- Registros de etiquetado de ubicaciones
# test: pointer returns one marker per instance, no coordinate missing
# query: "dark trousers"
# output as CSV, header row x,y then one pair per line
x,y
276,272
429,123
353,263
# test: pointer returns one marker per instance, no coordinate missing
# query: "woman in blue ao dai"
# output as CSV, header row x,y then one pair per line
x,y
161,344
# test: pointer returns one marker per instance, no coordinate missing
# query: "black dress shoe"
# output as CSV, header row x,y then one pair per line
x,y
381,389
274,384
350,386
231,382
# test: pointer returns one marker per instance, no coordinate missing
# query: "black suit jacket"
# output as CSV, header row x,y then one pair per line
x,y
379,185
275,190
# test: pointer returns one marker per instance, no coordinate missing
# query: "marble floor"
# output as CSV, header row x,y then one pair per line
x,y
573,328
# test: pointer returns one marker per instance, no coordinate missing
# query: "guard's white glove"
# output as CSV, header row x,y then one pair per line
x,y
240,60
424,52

- Qué se pide
Organiza todas estas filas en una lista numerada, sin incluir las líneas en blanco.

- Respuesta del ejercicio
1. # test: pointer returns one marker per instance, no coordinate missing
2. # query: "dark trousers"
3. # output as CSV, header row x,y then one pair per line
4. x,y
5. 276,272
6. 429,123
7. 353,263
8. # test: pointer returns one marker per instance, no coordinate missing
9. # query: "woman in blue ao dai"
10. # output as CSV, header row x,y then one pair per line
11. x,y
12. 161,344
13. # test: pointer returns one marker per instance, no coordinate missing
14. # query: "black dress shoe"
15. # output as CSV, header row x,y then one pair per line
16. x,y
17. 381,389
18. 274,384
19. 350,386
20. 231,382
21. # test: pointer returns one marker per instance, no coordinate missing
22. # query: "black suit jacket"
23. # output as CSV, header row x,y then one pair per line
24. x,y
25. 379,185
26. 275,190
27. # test: pointer returns one marker per instance, no coordinate missing
28. # query: "marble floor"
29. # output as CSV, header row x,y then one pair per line
30. x,y
31. 573,328
32. # test: pointer returns one marker per instance, no coordinate missing
33. # query: "guard's white glove"
34. # output as CSV, header row x,y then one pair per line
35. x,y
36. 240,60
37. 424,52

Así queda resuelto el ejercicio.